[Stored data entries]
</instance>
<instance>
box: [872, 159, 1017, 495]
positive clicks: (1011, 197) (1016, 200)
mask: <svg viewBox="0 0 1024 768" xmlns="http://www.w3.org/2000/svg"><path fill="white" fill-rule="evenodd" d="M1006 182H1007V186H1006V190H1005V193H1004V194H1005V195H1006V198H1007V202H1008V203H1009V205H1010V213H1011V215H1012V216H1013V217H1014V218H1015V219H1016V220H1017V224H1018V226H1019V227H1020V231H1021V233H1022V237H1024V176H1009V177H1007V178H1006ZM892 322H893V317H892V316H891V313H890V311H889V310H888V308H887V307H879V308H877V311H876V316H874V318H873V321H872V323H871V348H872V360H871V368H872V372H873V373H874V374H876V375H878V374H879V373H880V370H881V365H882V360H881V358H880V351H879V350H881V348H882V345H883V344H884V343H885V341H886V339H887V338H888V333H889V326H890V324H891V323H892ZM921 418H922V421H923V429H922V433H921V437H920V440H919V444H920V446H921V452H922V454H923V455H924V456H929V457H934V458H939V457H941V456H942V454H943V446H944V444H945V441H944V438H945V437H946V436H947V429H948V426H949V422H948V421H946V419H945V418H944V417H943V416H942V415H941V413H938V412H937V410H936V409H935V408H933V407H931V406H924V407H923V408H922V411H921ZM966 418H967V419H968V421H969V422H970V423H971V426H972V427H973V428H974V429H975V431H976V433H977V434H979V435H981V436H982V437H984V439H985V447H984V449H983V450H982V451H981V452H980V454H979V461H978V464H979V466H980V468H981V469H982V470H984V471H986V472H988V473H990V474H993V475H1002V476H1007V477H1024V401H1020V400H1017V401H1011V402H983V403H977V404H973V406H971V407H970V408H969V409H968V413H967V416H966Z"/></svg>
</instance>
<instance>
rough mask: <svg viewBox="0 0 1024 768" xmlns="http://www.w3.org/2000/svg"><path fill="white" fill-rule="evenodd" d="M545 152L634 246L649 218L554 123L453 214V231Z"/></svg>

## THE TASK
Extract the lines of the listing verbatim, from its first line through the line containing "positive clicks: (1011, 197) (1016, 200)", with both ends included.

## ANSWER FOR THE TASK
</instance>
<instance>
box: [872, 159, 1017, 495]
positive clicks: (1011, 197) (1016, 200)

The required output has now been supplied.